## Korte opdracht A
Geef uit het tekstblok letterlijk opnieuw weer, beginnend bij "In een vloek" en doorlopend tot en met "weer bij Christine.".
## Korte opdracht B
Bij welke salon in Vlissingen werd de moeder volgens het tekstblok leerling kapster?
## Korte opdracht C
Vertaal de zin "Het liefst voer hij op Indonesië en Japan." uit het tekstblok in het Engels.

## Tekstblok

Een bruidje van een huis: de inboedel

(Mag ik mens zijn? Aflevering 533)

In een vloek en een zucht had mijn moeder het pand aan de Hellebardierstraat 6 gekocht. Ze was een vooruitstrevende vrouw die als arbeiderskind het tijdens het tweede jaar van de huishoudschool daar voor gezien hield, leerling kapster werd bij ‘Morsheim’, destijds een toonaangevende salon in Vlissingen, en binnen de kortste keren hoofdkapster werd. Mijn moeders naam was Christine en de klanten vroegen altijd om ‘Chrisje’. Later werd dat ‘Tineke’ en tenslotte eindigde ze weer bij Christine.

Ze was niet te behouden en ging in Vlaardingen werken bij meneer en mevrouw Berkhout. Ook daar maakte ze furore. Toen ze mij kreeg en huisvrouw werd, vond ze dat ook best tot mijn vader vanuit Dunbar belde, waar hij met zijn schip lag. Ooit was hij Groningen ontvlucht, kreeg vanwege zijn extreem hoge I.Q. (144) een beurs van de staat en ging studeren aan de Hogere Zeevaartschool te Vlissingen. Het liefst voer hij op Indonesië en Japan. Tot hij ziek van heimwee werd.

Mijn moeder zei: “Kom maar naar huis schat. Ik zet hier een kapsalon op, dan kun jij rustig rondkijken voor een baan aan wal.” En zo geschiedde.  Binnen de kortste keren draaide haar zaak als een tierelier en ging ze de huizenmarkt op. Een vrouw die haar eigen zaak bestierde en daarnaast in onroerend goed ging speculeren, was een zeldzaamheid in het Nederland van begin jaren zestig.
Daarnaast las ze alle Russen, de grote Amerikanen en Engelsen en de Fransen. Ze schreef zonder spelfouten, was een perfecte stilist en redigeerde met mij alle literaire boeken die van mij werden gepubliceerd. Twee jaar huishoudschool. Ze ging altijd haar eigen gang en liet zich door geen enkel systeem de les lezen.

## Geëxtraheerde gegevens
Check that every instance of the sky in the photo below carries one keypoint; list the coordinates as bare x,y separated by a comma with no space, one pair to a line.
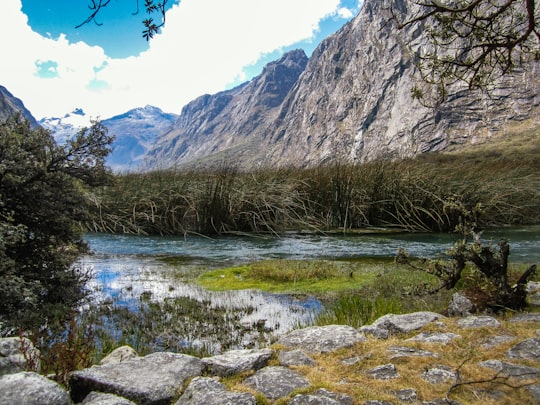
206,46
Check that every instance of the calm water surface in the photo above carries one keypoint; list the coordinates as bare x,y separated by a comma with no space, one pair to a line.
129,267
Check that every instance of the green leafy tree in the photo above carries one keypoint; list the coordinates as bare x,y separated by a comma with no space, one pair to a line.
42,201
473,41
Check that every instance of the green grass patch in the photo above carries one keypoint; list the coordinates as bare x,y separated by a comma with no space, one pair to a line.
294,276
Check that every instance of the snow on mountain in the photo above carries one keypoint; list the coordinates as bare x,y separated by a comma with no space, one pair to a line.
135,132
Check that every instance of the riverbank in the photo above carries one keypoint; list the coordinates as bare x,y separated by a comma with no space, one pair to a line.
420,357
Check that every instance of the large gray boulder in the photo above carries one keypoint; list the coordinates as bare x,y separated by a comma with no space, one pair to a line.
208,391
322,339
236,361
153,379
276,382
407,322
528,349
29,388
18,355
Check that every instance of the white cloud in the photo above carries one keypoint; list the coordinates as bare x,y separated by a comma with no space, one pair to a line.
204,46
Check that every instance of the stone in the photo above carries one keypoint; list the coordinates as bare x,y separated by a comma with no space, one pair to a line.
460,305
495,341
276,382
322,397
294,358
100,398
525,317
375,331
479,322
535,392
12,358
236,361
153,379
440,374
434,337
209,391
406,395
322,339
407,322
119,355
384,372
402,351
528,349
30,388
512,370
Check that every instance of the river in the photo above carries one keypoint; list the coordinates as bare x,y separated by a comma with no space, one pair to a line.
131,271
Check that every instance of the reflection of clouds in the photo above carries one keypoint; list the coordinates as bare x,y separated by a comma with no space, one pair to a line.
124,279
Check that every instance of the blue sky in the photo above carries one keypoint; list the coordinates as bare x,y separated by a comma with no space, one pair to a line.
206,46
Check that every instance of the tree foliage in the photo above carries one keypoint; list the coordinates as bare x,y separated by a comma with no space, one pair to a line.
474,41
42,200
151,26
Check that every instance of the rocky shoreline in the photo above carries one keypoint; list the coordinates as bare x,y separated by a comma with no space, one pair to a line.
281,374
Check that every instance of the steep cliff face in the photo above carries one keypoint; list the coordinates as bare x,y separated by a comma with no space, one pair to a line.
10,105
354,103
230,122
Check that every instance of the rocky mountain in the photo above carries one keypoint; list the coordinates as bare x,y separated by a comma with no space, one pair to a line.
9,105
352,102
229,124
135,132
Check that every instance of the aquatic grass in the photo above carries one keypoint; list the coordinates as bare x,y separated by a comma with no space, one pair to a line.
291,276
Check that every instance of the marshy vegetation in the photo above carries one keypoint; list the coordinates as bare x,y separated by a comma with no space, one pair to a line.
412,195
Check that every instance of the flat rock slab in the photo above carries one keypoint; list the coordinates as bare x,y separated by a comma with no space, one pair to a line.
153,379
479,322
440,374
322,397
434,337
322,339
276,382
402,351
208,391
528,349
30,388
406,322
99,398
236,361
295,358
512,370
384,372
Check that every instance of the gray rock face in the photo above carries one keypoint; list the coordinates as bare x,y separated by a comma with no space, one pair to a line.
276,382
208,391
322,339
231,121
407,322
12,359
99,398
119,355
528,349
322,397
460,305
402,351
434,337
295,358
237,361
384,372
479,322
439,374
30,388
153,379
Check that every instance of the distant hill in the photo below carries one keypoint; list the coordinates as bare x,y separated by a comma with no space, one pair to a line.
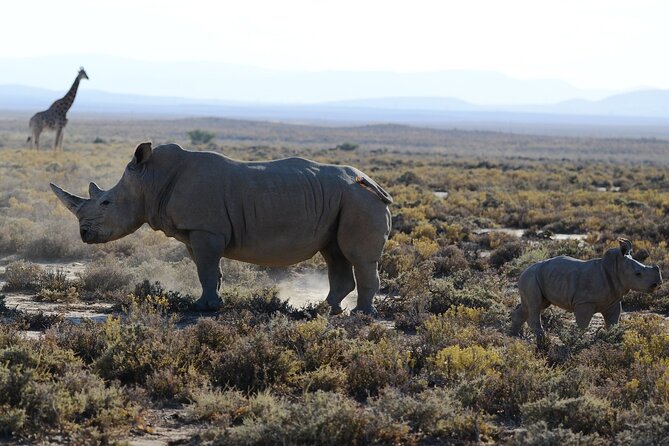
643,113
220,81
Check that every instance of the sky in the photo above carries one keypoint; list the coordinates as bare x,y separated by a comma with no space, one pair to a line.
610,45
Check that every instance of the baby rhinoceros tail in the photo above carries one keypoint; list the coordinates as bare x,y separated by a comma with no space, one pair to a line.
375,188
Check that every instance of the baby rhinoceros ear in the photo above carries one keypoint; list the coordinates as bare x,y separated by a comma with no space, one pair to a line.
94,191
625,246
142,153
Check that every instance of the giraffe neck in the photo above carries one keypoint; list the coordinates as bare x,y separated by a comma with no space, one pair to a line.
68,99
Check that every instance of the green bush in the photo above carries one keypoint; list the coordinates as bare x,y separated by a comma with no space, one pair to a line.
585,414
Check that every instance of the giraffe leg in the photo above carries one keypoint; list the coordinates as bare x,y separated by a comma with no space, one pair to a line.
58,143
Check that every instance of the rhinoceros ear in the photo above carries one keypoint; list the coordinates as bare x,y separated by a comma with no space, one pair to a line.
72,202
94,191
625,246
142,153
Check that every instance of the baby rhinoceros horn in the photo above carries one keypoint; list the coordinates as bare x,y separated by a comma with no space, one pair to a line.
71,202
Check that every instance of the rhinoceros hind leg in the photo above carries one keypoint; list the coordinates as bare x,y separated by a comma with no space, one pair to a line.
340,277
534,321
518,317
612,314
367,283
583,314
207,250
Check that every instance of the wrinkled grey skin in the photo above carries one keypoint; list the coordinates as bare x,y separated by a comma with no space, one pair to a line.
584,287
274,213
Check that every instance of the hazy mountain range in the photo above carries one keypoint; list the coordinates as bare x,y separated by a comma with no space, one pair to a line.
126,86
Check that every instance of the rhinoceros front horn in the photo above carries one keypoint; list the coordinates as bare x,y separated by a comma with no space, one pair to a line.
625,246
72,202
93,190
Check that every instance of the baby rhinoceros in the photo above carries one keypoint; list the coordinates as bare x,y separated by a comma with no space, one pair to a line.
584,287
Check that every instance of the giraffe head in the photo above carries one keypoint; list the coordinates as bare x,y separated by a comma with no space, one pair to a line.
82,73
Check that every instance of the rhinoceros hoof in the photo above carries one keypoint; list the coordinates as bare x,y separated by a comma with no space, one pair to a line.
336,310
207,305
370,311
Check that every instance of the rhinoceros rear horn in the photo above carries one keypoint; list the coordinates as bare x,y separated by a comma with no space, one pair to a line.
93,190
72,202
625,246
142,153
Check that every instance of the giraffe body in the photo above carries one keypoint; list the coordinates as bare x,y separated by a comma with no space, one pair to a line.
55,117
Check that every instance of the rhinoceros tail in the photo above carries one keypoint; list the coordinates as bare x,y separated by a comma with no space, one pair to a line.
372,186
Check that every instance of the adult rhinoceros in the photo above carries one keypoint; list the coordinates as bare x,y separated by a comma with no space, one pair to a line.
274,213
584,287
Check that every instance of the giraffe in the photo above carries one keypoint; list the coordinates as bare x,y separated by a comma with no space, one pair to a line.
54,118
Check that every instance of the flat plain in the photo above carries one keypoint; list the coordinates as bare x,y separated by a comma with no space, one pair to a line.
115,356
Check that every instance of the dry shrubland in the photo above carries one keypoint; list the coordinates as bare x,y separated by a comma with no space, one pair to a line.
261,371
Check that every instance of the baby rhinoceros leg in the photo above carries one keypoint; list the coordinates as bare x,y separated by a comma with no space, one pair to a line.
518,317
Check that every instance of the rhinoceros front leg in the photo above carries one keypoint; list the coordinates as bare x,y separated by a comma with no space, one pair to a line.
612,314
583,314
368,283
207,250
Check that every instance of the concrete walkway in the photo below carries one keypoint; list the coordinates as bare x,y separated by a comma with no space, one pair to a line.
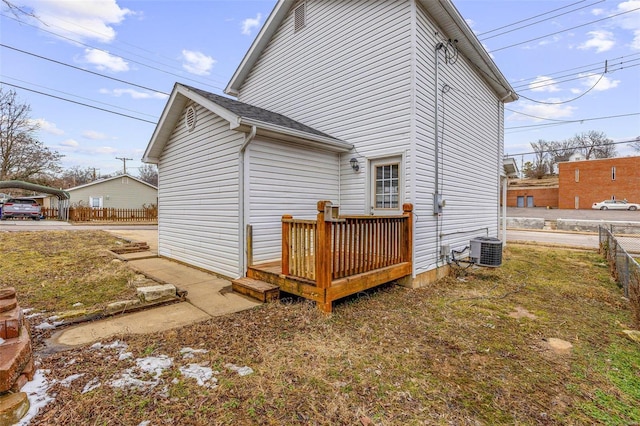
208,296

## Volledig antwoord A
In een vloek en een zucht had mijn moeder het pand aan de Hellebardierstraat 6 gekocht. Ze was een vooruitstrevende vrouw die als arbeiderskind het tijdens het tweede jaar van de huishoudschool daar voor gezien hield, leerling kapster werd bij ‘Morsheim’, destijds een toonaangevende salon in Vlissingen, en binnen de kortste keren hoofdkapster werd. Mijn moeders naam was Christine en de klanten vroegen altijd om ‘Chrisje’. Later werd dat ‘Tineke’ en tenslotte eindigde ze weer bij Christine.

## Volledig antwoord B
Bij 'Morsheim'.

## Volledig antwoord C
He most liked sailing to Indonesia and Japan.